## TASKS
(A) Rewrite the breastfeeding passage, everything from "A few advocates" down to "good for all.", with "storm" in place of "tornado".
(B) Using the breastfeeding passage, judge whether each statement agrees with it, and support each yes or no with the deciding words quoted from the passage: (i) Elizabeth Badinter is described as a French intellectual. (ii) Mothers' complaints about losing their freedom appear in the pro-breastfeeding literature. (iii) Badinter holds up breastfeeding as an ideal.

THE outrage of breastfeeding, in the mind of a feminist, is that it is something men can never do. It is inescapably feminine, an activity that resists the 50/50 division of child-rearing that is so much a feminist fantasy. In her book, Elizabeth Badinter, the French intellectual, insists it is wrong to hold up breastfeeding as an ideal. She writes:

A few advocates of breast-feeding do recognize that mothers might feel trapped by political correctness and they challenge the movement’s sentimental image of motherhood with its erasure of all the other aspects of breast-feeding: the loss of freedom and the despotism of an insatiable child. They recognize that a baby might be a source of happiness, but also a devastating tornado. On-demand breast-feeding can leave women feeling like “a walking meal” or a “giant pacifier” or a milk-producing “ecosystem,” of having lost their status as individuals with their own will and desires. But these cries do not appear in the pro-breastfeeding literature, which claims that what is good for some is good for all.

(Source records)
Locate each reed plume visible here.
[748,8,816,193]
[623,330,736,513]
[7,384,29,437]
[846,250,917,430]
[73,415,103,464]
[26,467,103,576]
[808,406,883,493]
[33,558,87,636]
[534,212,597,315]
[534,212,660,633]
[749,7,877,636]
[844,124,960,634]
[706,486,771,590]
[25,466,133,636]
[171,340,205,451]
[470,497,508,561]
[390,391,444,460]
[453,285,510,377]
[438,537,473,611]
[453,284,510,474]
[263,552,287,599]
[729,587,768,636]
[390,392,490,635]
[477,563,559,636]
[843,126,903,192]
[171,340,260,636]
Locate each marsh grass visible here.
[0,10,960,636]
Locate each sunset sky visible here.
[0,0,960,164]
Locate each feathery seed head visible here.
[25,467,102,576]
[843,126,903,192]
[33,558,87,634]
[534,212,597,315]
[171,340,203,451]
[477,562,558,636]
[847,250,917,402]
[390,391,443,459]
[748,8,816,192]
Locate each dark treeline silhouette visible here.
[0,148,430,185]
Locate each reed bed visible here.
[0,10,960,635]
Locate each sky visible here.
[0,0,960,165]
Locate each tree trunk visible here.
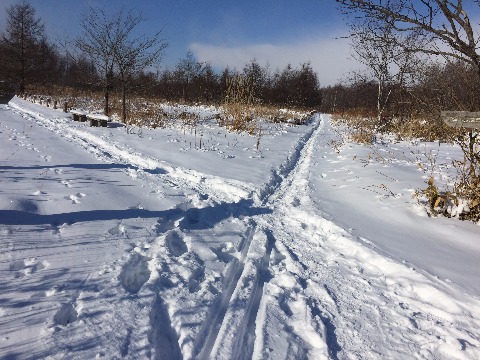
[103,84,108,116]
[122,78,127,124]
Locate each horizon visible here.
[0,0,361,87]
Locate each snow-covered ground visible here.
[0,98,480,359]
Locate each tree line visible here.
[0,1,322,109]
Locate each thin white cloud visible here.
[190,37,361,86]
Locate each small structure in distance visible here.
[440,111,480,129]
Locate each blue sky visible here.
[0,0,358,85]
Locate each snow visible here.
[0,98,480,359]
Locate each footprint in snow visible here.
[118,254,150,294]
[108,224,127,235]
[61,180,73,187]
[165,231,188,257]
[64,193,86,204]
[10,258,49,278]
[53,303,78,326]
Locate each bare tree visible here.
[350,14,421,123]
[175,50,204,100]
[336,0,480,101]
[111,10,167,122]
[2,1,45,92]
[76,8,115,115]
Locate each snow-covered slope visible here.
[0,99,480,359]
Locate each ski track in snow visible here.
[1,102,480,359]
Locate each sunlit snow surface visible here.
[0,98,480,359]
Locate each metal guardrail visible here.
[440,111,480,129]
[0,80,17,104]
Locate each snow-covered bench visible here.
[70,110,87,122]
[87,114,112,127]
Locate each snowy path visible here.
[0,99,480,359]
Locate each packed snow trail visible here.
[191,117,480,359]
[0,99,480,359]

...

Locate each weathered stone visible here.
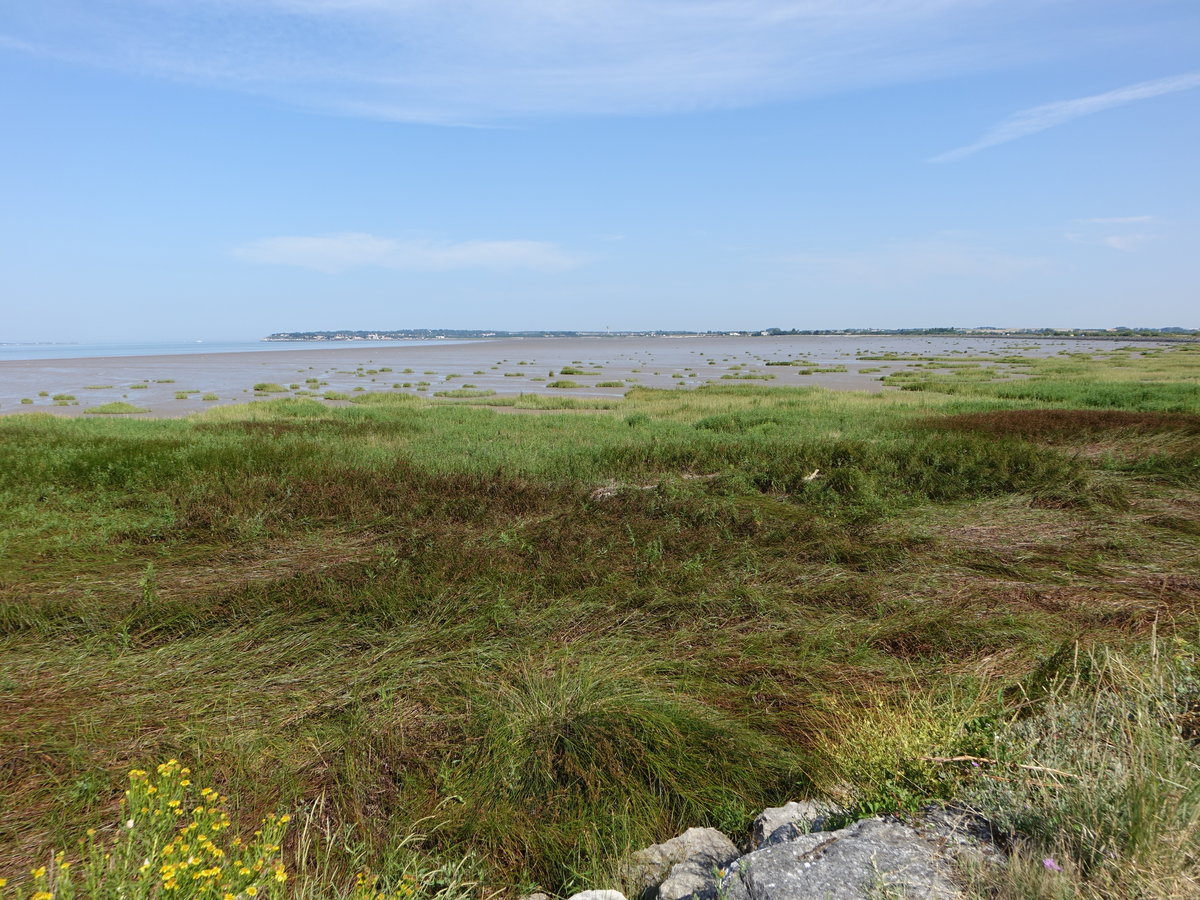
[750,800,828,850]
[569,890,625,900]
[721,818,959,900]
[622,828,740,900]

...

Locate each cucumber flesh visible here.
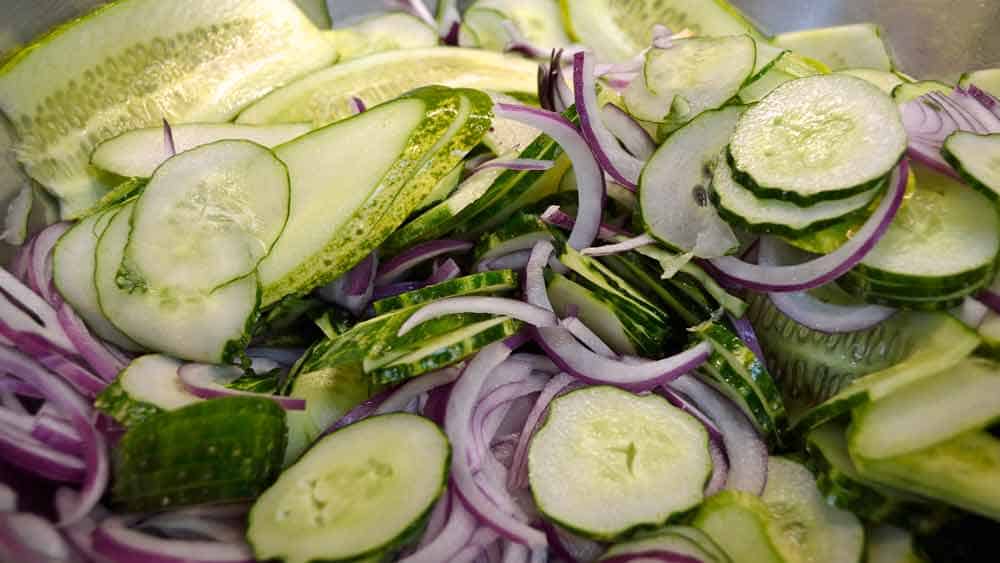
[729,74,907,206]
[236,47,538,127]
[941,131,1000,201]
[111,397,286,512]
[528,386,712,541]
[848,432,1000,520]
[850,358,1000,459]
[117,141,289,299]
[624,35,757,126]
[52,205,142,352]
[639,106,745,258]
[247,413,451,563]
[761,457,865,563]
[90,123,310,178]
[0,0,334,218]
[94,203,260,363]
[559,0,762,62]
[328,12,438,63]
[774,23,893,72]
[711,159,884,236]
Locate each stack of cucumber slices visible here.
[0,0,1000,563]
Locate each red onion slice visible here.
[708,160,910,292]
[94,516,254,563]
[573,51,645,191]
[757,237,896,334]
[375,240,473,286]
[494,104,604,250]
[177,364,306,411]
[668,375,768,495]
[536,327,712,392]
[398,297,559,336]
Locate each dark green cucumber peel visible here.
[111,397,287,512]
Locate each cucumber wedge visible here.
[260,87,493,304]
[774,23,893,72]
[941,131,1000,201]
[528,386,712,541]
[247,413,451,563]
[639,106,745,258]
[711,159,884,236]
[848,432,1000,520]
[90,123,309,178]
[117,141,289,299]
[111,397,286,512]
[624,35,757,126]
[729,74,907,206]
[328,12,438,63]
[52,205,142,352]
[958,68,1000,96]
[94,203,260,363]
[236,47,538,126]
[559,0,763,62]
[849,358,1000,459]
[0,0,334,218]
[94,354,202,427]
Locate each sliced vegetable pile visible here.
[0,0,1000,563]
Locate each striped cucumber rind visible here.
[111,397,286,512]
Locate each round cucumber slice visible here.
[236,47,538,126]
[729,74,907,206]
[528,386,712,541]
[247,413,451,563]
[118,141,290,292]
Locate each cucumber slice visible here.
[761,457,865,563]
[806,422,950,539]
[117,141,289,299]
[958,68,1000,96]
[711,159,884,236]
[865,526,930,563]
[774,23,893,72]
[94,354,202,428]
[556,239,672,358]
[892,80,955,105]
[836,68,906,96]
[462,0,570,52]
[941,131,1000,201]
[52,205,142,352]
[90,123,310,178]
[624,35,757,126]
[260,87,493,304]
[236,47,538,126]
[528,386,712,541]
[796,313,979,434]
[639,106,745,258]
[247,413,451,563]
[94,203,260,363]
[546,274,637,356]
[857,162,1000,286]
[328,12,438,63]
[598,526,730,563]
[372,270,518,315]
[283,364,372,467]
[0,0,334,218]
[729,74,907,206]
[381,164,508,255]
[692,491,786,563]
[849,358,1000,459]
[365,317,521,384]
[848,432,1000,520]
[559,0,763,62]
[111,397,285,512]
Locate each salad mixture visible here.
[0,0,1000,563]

## ANSWERS FOR THE EXERCISE
(A)
A few advocates of breast-feeding do recognize that mothers might feel trapped by political correctness and they challenge the movement’s sentimental image of motherhood with its erasure of all the other aspects of breast-feeding: the loss of freedom and the despotism of an insatiable child. They recognize that a baby might be a source of happiness, but also a devastating storm. On-demand breast-feeding can leave women feeling like “a walking meal” or a “giant pacifier” or a milk-producing “ecosystem,” of having lost their status as individuals with their own will and desires. But these cries do not appear in the pro-breastfeeding literature, which claims that what is good for some is good for all.

(B)
(i) Yes: "Elizabeth Badinter, the French intellectual"
(ii) No: "But these cries do not appear in the pro-breastfeeding literature"
(iii) No: "insists it is wrong to hold up breastfeeding as an ideal"